SHORT TASK - Beginning with the line that holds "the wooden coffee", set down each line of the data below through the very last, exactly as given, and nothing beyond that.

Stored data -

== == ==

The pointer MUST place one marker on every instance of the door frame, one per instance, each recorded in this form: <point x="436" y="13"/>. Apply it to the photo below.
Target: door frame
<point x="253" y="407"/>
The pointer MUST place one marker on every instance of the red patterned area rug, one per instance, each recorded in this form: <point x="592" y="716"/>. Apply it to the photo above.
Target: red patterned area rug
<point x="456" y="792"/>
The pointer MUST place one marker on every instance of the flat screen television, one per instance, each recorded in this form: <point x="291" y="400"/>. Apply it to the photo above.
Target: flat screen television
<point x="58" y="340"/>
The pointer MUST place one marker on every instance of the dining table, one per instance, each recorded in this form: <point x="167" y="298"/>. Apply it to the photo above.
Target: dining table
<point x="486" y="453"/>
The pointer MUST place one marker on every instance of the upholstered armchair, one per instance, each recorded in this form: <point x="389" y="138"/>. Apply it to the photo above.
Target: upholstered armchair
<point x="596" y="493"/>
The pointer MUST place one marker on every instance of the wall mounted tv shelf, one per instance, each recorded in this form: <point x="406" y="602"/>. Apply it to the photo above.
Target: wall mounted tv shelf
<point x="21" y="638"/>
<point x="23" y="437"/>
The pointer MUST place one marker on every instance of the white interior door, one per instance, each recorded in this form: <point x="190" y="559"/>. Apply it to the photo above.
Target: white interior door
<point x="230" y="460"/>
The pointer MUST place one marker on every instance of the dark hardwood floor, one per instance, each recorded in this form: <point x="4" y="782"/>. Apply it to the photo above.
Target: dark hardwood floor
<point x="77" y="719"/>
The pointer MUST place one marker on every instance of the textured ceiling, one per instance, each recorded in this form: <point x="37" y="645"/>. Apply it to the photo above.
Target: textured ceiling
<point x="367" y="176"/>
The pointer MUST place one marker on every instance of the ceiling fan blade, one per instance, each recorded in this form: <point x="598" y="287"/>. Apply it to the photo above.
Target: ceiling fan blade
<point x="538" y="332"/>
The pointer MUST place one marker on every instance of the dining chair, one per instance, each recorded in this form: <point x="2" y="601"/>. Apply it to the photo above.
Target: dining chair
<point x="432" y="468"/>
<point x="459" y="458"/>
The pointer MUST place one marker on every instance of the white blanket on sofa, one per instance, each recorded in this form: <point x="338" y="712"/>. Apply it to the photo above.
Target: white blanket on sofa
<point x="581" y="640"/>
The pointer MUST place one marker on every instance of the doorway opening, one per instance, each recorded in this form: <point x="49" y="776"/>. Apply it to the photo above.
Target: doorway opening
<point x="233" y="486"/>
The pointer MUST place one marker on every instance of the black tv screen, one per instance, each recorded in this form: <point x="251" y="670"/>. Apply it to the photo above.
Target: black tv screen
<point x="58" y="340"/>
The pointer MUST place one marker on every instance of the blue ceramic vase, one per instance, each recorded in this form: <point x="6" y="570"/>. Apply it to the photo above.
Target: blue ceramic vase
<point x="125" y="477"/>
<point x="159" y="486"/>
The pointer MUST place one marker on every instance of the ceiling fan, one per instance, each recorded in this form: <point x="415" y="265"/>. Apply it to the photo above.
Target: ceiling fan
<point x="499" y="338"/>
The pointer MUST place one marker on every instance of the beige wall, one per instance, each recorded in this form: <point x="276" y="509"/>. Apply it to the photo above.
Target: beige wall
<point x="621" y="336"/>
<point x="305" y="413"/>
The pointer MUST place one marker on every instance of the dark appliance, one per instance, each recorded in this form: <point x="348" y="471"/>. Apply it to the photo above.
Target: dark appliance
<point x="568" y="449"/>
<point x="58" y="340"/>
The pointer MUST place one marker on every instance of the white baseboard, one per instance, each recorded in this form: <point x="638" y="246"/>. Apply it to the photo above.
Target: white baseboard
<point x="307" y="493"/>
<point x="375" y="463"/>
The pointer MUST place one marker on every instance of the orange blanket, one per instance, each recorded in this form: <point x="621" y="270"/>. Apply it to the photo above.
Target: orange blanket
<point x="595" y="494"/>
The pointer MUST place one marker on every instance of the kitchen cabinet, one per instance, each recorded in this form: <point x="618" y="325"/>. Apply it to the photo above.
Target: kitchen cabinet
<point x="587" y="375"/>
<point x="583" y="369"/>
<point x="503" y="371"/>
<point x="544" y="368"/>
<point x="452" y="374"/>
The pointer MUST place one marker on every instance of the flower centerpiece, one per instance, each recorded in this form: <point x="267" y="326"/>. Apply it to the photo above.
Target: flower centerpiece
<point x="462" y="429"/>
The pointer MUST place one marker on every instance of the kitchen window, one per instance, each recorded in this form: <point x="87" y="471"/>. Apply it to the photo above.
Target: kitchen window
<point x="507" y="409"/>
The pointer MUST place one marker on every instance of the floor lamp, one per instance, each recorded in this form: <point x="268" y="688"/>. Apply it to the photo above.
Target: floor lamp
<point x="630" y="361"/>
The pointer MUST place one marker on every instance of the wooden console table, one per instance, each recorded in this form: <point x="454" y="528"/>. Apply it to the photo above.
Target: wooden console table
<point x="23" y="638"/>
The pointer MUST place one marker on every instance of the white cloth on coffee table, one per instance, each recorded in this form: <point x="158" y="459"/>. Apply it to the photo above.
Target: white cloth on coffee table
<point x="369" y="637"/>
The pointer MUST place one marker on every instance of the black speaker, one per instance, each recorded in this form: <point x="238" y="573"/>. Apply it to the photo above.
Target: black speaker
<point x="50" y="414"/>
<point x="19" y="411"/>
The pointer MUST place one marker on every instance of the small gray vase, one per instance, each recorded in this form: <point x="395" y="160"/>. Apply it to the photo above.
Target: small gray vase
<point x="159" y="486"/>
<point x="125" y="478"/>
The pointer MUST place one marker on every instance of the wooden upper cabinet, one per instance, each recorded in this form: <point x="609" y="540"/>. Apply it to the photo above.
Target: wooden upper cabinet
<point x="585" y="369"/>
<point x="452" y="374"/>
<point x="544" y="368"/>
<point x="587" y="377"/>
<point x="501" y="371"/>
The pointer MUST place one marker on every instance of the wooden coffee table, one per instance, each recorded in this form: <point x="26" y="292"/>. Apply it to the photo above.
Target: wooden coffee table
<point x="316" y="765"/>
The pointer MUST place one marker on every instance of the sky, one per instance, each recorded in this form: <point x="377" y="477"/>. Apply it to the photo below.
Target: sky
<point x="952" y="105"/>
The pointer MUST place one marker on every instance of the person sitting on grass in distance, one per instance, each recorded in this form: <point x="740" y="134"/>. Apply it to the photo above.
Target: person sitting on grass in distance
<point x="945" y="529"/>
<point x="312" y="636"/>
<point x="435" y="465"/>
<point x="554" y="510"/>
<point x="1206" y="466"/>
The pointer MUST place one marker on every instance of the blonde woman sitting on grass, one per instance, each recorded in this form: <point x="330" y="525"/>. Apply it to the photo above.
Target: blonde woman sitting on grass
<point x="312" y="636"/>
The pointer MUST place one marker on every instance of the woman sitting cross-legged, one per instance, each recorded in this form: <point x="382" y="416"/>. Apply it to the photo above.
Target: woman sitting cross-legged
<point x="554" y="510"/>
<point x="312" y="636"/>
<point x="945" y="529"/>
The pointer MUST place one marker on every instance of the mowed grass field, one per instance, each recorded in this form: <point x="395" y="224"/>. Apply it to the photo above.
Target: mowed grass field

== == ==

THE COMPLETED TASK -
The pointer MUST place one marker on every instance of the wooden coffee table, one per instance, each recorded in this form: <point x="26" y="292"/>. Apply it to the photo above.
Target: wooden coffee table
<point x="316" y="765"/>
The pointer MUST place one marker on every instance of the sky, one per instance, each recorded in this form: <point x="377" y="477"/>. Apply it to the photo below.
Target: sky
<point x="952" y="105"/>
The pointer MUST place one marker on every instance of the person sitting on grass in distance, one per instance, each recorded in this form: <point x="740" y="134"/>. Apply it to the photo above.
Target: person sitting on grass in distance
<point x="945" y="529"/>
<point x="312" y="636"/>
<point x="435" y="465"/>
<point x="554" y="510"/>
<point x="1206" y="466"/>
The pointer MUST place one marker on every instance of the blonde woman sitting on grass, one per instance, each recorded in this form: <point x="330" y="525"/>. Apply it to the photo above.
Target: blonde woman sitting on grass
<point x="312" y="636"/>
The pointer MUST place one marker on every instance of the woman sitting cross-legged, one per instance, each recorded in this form: <point x="382" y="416"/>. Apply it to the photo above.
Target: woman sitting cross-legged
<point x="554" y="510"/>
<point x="312" y="636"/>
<point x="945" y="529"/>
The pointer MUST place one marker on every instance of the mowed grass field, one per instance, each recorded in this form: <point x="395" y="224"/>. Apply it to the photo above.
Target: mowed grass field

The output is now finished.